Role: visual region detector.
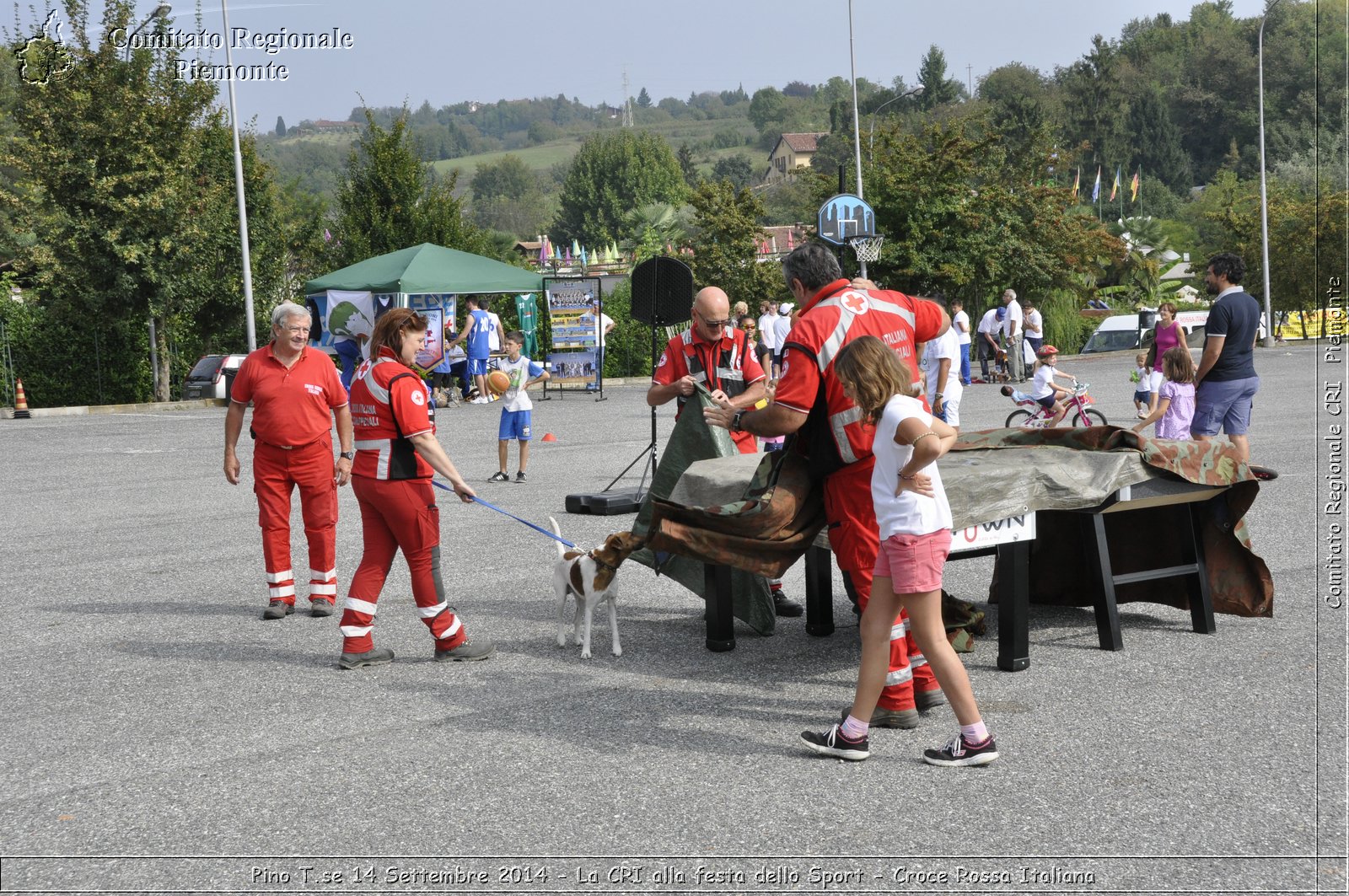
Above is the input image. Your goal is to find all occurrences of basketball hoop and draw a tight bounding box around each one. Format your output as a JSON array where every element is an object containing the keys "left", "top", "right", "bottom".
[{"left": 847, "top": 233, "right": 885, "bottom": 265}]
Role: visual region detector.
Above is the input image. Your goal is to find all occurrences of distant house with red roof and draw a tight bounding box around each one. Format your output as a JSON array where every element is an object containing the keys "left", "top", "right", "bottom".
[{"left": 764, "top": 131, "right": 827, "bottom": 182}]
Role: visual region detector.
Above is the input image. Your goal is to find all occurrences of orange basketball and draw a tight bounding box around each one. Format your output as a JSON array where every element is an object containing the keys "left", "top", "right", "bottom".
[{"left": 487, "top": 370, "right": 510, "bottom": 395}]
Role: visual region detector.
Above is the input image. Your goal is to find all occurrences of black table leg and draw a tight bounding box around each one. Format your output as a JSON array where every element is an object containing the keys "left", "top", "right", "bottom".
[
  {"left": 996, "top": 541, "right": 1030, "bottom": 672},
  {"left": 703, "top": 563, "right": 735, "bottom": 653},
  {"left": 1182, "top": 498, "right": 1219, "bottom": 634},
  {"left": 805, "top": 545, "right": 834, "bottom": 638},
  {"left": 1083, "top": 512, "right": 1124, "bottom": 651}
]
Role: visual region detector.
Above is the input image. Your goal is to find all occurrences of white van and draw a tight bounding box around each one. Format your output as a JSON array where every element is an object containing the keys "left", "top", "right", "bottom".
[{"left": 1082, "top": 310, "right": 1209, "bottom": 355}]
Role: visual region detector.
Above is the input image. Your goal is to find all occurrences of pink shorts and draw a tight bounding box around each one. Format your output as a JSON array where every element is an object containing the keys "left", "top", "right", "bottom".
[{"left": 875, "top": 529, "right": 951, "bottom": 593}]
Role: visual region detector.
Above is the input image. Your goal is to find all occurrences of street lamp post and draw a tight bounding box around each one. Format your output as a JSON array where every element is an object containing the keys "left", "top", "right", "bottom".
[
  {"left": 121, "top": 3, "right": 173, "bottom": 400},
  {"left": 866, "top": 83, "right": 922, "bottom": 158},
  {"left": 220, "top": 0, "right": 258, "bottom": 351},
  {"left": 847, "top": 0, "right": 866, "bottom": 196},
  {"left": 1257, "top": 0, "right": 1279, "bottom": 348}
]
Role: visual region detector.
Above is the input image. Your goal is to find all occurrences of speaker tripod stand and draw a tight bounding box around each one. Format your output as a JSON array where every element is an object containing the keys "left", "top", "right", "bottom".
[{"left": 567, "top": 256, "right": 693, "bottom": 516}]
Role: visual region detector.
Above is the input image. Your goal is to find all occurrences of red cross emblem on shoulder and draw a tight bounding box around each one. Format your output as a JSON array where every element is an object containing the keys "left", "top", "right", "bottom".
[{"left": 841, "top": 290, "right": 870, "bottom": 314}]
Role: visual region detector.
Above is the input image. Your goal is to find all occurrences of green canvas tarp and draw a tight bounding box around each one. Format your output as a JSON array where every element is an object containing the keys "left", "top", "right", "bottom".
[{"left": 305, "top": 243, "right": 544, "bottom": 296}]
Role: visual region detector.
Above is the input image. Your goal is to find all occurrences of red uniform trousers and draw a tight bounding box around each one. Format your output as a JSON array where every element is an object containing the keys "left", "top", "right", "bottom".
[
  {"left": 825, "top": 455, "right": 939, "bottom": 710},
  {"left": 341, "top": 476, "right": 468, "bottom": 653},
  {"left": 254, "top": 433, "right": 337, "bottom": 604}
]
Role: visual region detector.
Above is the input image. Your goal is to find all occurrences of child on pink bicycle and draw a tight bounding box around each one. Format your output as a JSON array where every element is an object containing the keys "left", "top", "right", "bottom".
[{"left": 1030, "top": 346, "right": 1072, "bottom": 427}]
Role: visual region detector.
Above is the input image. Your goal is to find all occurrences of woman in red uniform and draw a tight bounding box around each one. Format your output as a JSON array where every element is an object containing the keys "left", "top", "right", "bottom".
[{"left": 339, "top": 308, "right": 494, "bottom": 669}]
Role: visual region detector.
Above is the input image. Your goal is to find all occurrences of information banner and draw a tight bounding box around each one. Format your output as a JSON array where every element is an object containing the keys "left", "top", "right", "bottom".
[
  {"left": 544, "top": 276, "right": 599, "bottom": 351},
  {"left": 548, "top": 351, "right": 595, "bottom": 386}
]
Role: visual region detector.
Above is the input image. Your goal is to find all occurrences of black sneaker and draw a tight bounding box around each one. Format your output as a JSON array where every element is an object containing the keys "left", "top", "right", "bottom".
[
  {"left": 436, "top": 641, "right": 497, "bottom": 663},
  {"left": 801, "top": 725, "right": 873, "bottom": 763},
  {"left": 261, "top": 600, "right": 295, "bottom": 620},
  {"left": 922, "top": 734, "right": 998, "bottom": 765},
  {"left": 913, "top": 688, "right": 946, "bottom": 712},
  {"left": 337, "top": 647, "right": 394, "bottom": 669},
  {"left": 773, "top": 588, "right": 805, "bottom": 617}
]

Problem to solve: Please count how many lines of the listing above contain the word "pink", and reply with that number alone.

Answer below: 2